# [DESCRIPTION OF THE TASK]
Nothing but the records themselves, exactly as written, should appear in the reply; leave out the pictures.

# [Region pointing data]
⟨
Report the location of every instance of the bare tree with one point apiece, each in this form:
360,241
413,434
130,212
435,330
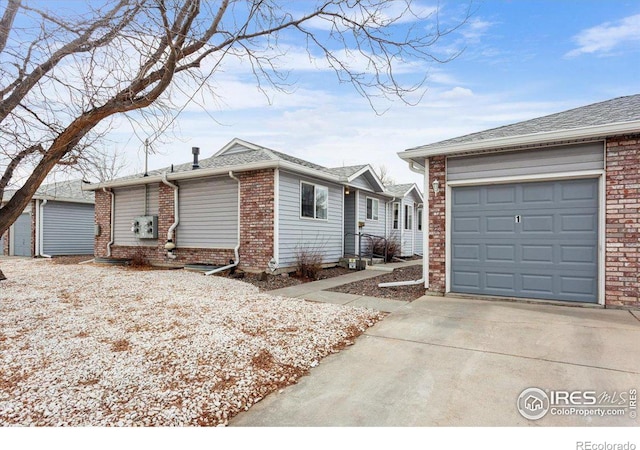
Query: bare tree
⟩
# [ANSWER BELOW]
Report the location of every instance of the bare tree with one point apiece, each in this form:
360,241
413,434
130,212
435,330
Query: bare tree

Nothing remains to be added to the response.